[Coordinate annotation entries]
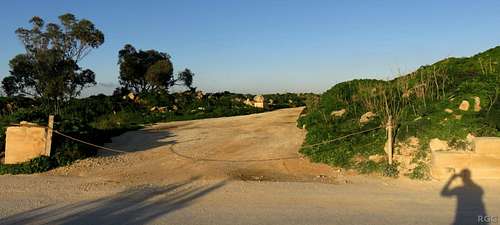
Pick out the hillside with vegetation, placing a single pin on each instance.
(346, 125)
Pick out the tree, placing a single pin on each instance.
(149, 71)
(49, 68)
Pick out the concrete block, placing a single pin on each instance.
(24, 143)
(488, 146)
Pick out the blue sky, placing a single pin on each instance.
(272, 46)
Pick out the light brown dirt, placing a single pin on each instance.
(253, 147)
(217, 171)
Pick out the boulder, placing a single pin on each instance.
(338, 113)
(199, 95)
(367, 117)
(464, 106)
(477, 104)
(259, 99)
(438, 145)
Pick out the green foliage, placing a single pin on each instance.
(149, 71)
(369, 166)
(36, 165)
(389, 170)
(417, 104)
(49, 68)
(420, 172)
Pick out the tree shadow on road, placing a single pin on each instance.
(139, 205)
(470, 206)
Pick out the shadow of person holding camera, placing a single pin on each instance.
(470, 207)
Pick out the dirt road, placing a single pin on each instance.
(236, 170)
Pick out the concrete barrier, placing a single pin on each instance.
(483, 161)
(24, 143)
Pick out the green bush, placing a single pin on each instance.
(36, 165)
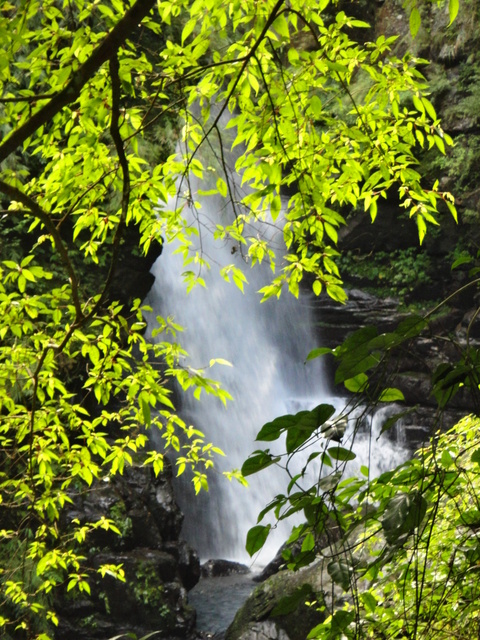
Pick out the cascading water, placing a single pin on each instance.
(267, 345)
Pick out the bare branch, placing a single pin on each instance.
(36, 210)
(70, 93)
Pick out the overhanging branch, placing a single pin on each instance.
(70, 93)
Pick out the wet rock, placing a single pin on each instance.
(269, 609)
(220, 568)
(159, 568)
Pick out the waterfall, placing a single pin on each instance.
(267, 344)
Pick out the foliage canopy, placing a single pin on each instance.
(332, 122)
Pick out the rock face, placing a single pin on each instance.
(454, 79)
(276, 610)
(158, 567)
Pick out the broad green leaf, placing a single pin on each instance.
(340, 453)
(340, 572)
(258, 461)
(316, 353)
(289, 604)
(391, 395)
(403, 514)
(357, 384)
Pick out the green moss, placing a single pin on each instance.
(395, 273)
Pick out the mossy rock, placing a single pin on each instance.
(276, 608)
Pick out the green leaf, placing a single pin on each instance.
(300, 425)
(222, 187)
(415, 21)
(256, 538)
(340, 453)
(403, 514)
(391, 395)
(289, 604)
(453, 6)
(340, 572)
(316, 353)
(469, 518)
(306, 423)
(357, 384)
(258, 461)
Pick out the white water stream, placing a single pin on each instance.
(267, 345)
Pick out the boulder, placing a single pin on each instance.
(277, 609)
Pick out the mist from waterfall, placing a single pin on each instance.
(267, 344)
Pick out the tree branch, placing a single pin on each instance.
(86, 71)
(19, 196)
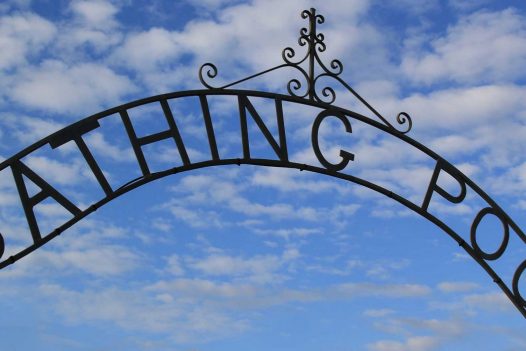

**THE REQUEST**
Report every line of the records that contains the string "tree".

**ANSWER TO THIS PROBLEM**
Pick out the tree, placing a single pin on each instance.
Pick out the tree shadow on road, placing a single pin on each instance.
Pick out the tree branch, placing a single pin on each instance.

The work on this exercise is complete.